## Start

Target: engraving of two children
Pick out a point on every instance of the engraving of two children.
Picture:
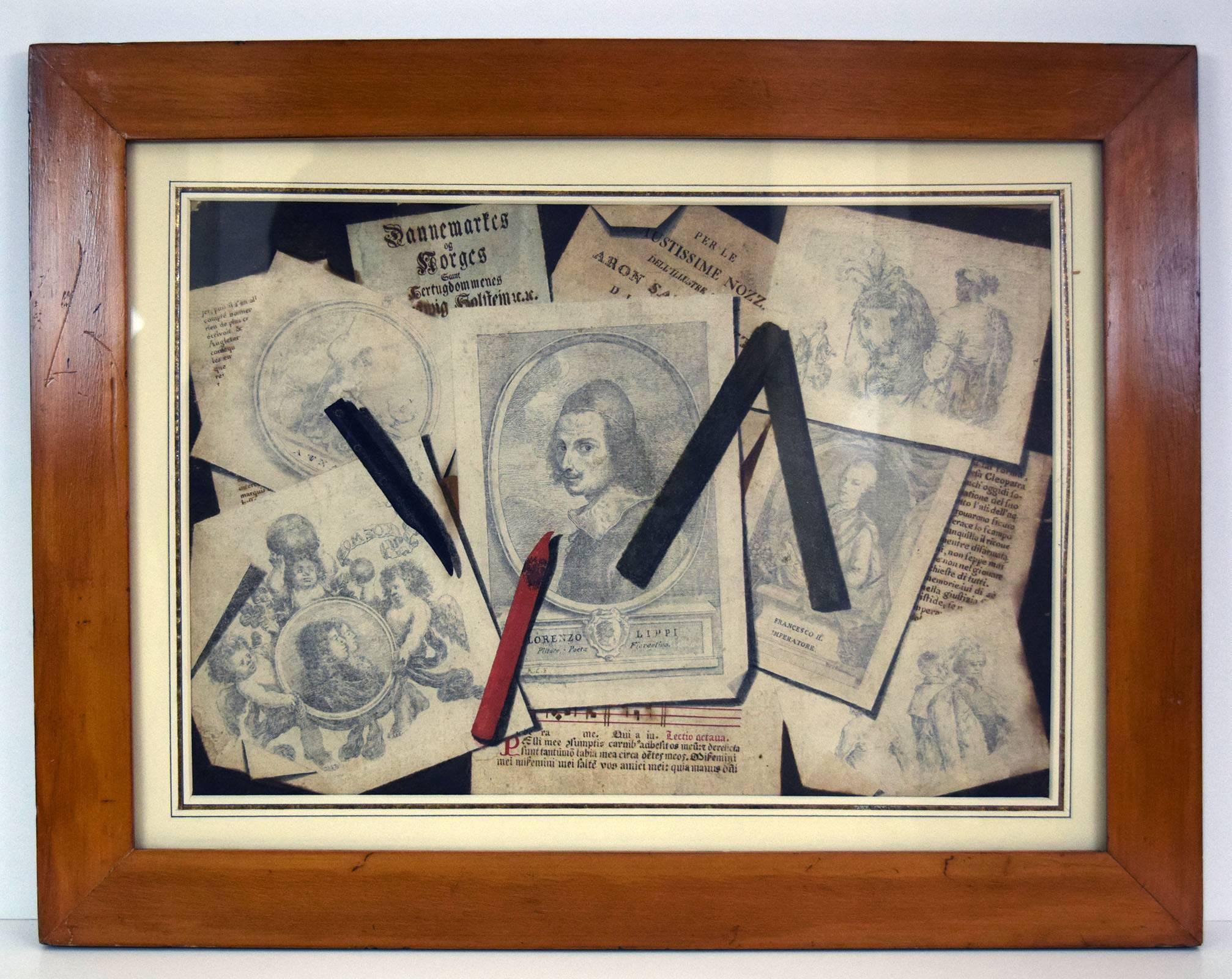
(339, 676)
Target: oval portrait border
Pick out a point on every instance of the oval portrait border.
(421, 348)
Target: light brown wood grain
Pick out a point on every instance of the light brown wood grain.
(79, 434)
(94, 889)
(1154, 496)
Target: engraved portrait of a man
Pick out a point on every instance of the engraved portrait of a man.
(599, 456)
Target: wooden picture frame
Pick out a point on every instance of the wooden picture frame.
(95, 888)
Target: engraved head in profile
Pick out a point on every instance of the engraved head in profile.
(598, 454)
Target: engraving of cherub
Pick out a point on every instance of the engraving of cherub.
(426, 628)
(253, 699)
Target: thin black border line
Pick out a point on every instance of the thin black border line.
(1056, 193)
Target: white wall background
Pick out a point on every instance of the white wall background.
(1204, 23)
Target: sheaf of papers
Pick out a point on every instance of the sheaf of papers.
(571, 417)
(313, 338)
(888, 505)
(959, 712)
(359, 659)
(696, 252)
(915, 332)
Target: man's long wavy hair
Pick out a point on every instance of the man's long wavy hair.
(631, 465)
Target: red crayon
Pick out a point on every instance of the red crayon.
(518, 624)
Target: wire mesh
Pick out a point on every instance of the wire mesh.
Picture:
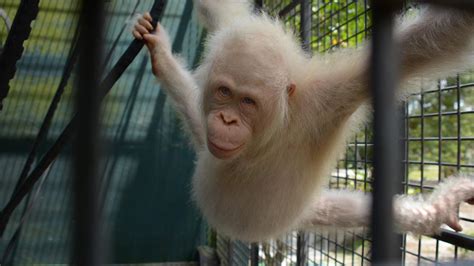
(438, 142)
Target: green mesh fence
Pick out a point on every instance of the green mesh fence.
(147, 163)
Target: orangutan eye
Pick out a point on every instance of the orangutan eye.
(249, 101)
(225, 92)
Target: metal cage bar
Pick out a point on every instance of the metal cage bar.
(87, 248)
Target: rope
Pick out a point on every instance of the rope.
(13, 49)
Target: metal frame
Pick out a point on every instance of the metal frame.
(88, 249)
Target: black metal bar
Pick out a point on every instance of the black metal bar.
(384, 81)
(305, 25)
(13, 49)
(287, 9)
(301, 249)
(254, 248)
(88, 249)
(124, 61)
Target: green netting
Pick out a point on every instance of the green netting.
(147, 164)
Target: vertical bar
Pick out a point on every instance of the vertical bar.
(305, 26)
(254, 254)
(384, 82)
(87, 233)
(301, 249)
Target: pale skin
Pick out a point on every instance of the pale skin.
(268, 122)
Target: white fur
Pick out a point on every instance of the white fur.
(275, 186)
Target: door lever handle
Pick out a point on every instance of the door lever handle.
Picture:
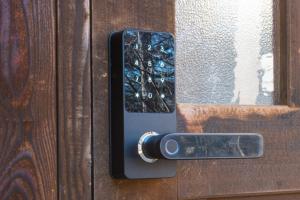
(193, 146)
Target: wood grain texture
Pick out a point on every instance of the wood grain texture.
(293, 53)
(27, 100)
(74, 103)
(265, 197)
(278, 171)
(108, 16)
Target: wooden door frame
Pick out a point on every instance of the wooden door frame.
(54, 107)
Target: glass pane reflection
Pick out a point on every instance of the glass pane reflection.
(224, 51)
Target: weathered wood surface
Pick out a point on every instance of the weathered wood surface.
(108, 16)
(74, 99)
(293, 52)
(28, 158)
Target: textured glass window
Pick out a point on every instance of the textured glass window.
(224, 51)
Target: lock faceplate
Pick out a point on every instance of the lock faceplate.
(142, 98)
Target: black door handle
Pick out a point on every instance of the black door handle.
(190, 146)
(142, 97)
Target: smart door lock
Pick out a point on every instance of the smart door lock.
(143, 138)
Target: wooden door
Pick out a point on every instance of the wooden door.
(54, 109)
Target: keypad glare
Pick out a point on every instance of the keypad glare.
(149, 72)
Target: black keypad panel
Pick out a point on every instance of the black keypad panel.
(149, 72)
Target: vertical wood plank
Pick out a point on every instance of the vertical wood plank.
(293, 46)
(28, 159)
(74, 102)
(108, 16)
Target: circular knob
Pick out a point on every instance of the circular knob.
(172, 147)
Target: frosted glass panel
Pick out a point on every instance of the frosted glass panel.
(224, 51)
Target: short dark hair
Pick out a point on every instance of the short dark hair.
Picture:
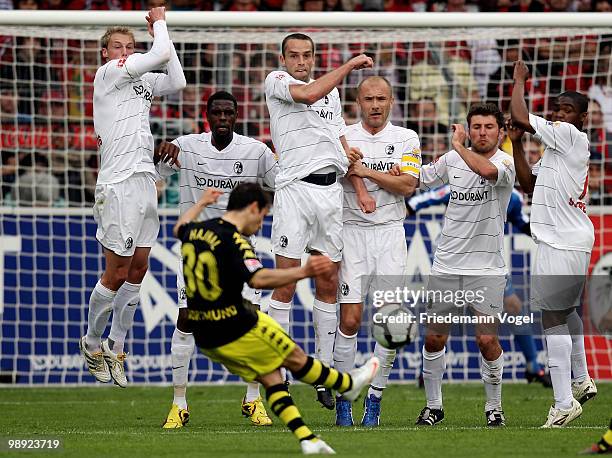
(221, 95)
(296, 36)
(486, 109)
(245, 194)
(580, 100)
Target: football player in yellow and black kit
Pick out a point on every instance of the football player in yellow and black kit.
(217, 261)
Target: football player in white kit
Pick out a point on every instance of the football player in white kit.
(308, 134)
(564, 235)
(125, 206)
(374, 243)
(219, 159)
(469, 261)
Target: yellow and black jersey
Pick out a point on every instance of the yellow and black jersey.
(217, 261)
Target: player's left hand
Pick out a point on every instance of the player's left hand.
(167, 152)
(354, 155)
(318, 265)
(459, 135)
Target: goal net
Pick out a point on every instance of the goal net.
(50, 260)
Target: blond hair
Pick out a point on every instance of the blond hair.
(112, 30)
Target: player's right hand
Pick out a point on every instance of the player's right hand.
(318, 265)
(167, 152)
(155, 14)
(361, 61)
(210, 196)
(521, 72)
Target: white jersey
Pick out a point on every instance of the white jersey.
(123, 92)
(471, 241)
(558, 208)
(392, 145)
(306, 137)
(204, 166)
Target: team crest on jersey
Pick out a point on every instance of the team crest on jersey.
(283, 241)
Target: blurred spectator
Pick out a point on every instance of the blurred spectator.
(599, 138)
(598, 194)
(602, 6)
(601, 90)
(36, 187)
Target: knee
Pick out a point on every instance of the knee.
(284, 293)
(350, 323)
(435, 342)
(113, 279)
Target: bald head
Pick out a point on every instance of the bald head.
(375, 98)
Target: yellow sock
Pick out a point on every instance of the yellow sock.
(282, 405)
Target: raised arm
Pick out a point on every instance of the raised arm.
(523, 171)
(311, 92)
(478, 163)
(518, 106)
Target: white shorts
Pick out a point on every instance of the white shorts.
(126, 214)
(372, 259)
(248, 293)
(558, 277)
(449, 293)
(308, 217)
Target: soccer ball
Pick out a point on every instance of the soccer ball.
(394, 326)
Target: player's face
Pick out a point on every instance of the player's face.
(484, 133)
(298, 59)
(222, 118)
(119, 46)
(255, 219)
(569, 112)
(375, 101)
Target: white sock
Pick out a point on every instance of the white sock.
(386, 358)
(252, 392)
(124, 308)
(492, 373)
(281, 312)
(100, 306)
(325, 324)
(434, 365)
(559, 345)
(580, 370)
(345, 349)
(181, 349)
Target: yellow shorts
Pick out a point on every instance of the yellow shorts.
(260, 351)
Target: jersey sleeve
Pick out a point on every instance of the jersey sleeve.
(434, 174)
(245, 261)
(174, 81)
(268, 168)
(559, 136)
(277, 86)
(505, 171)
(411, 158)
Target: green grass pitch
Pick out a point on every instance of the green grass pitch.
(114, 422)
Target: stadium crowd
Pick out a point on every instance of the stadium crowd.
(46, 127)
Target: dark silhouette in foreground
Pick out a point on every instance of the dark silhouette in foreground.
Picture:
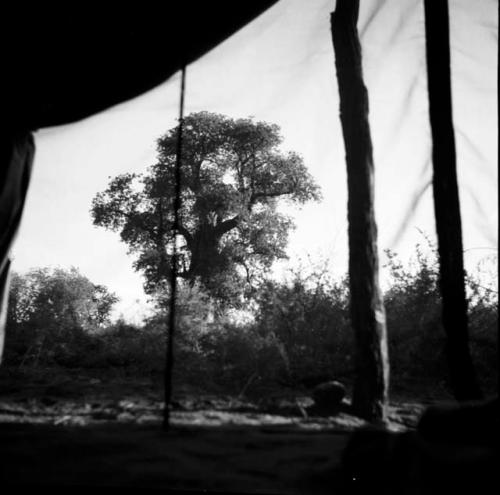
(453, 450)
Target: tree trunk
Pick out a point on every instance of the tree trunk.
(367, 310)
(446, 203)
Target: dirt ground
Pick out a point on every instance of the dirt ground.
(82, 431)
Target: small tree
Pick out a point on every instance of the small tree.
(48, 308)
(233, 176)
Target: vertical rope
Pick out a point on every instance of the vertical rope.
(169, 358)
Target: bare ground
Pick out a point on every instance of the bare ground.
(86, 431)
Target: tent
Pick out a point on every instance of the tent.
(298, 37)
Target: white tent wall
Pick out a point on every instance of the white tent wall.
(280, 68)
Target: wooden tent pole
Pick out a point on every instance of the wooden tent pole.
(370, 393)
(446, 203)
(169, 357)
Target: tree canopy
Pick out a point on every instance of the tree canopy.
(233, 177)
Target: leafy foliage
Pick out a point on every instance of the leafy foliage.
(300, 331)
(233, 176)
(52, 310)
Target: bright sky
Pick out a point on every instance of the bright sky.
(280, 69)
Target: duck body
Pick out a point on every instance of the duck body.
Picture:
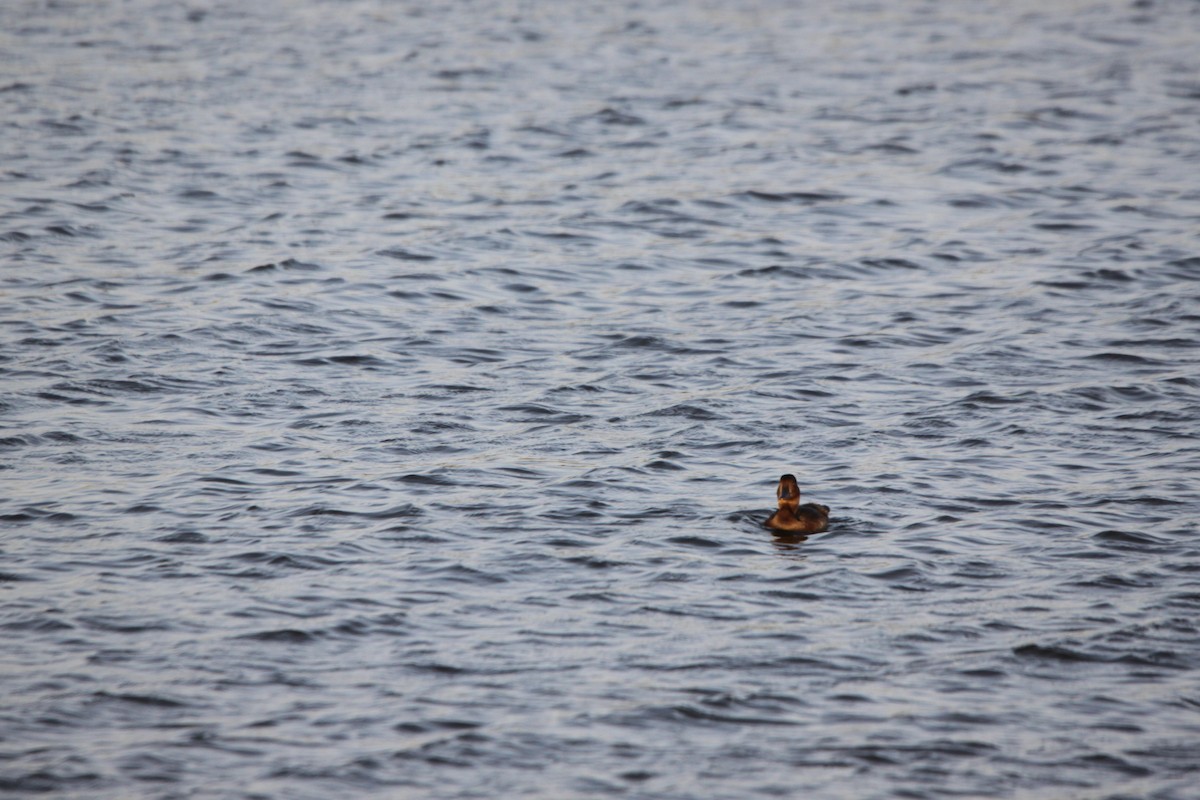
(792, 517)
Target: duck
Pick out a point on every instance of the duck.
(792, 517)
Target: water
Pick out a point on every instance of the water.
(393, 394)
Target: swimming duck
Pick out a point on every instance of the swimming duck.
(796, 518)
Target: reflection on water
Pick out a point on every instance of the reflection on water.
(394, 397)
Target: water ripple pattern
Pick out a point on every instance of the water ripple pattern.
(393, 394)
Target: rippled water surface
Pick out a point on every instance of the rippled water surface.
(393, 394)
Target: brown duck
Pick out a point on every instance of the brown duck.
(796, 518)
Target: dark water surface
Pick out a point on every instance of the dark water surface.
(391, 394)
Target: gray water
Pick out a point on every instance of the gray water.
(393, 394)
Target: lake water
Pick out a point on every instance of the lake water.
(393, 394)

## End

:: The problem ::
Copy every line from the start of the records through the line holding "(1154, 496)", inclusive, changing nothing except to raise each number in the point coordinates by 101. Leave the pictures out.

:: Response for this exercise ::
Target: engraving of two children
Pick out a point on every instance of the engraving of two children.
Picture:
(440, 777)
Target: oval portrait border
Pick out a point on every instance of the oval portrait border.
(522, 449)
Target: light brown wood grain
Pick out a point on every instance of the light brown wood grain.
(180, 535)
(195, 990)
(1255, 597)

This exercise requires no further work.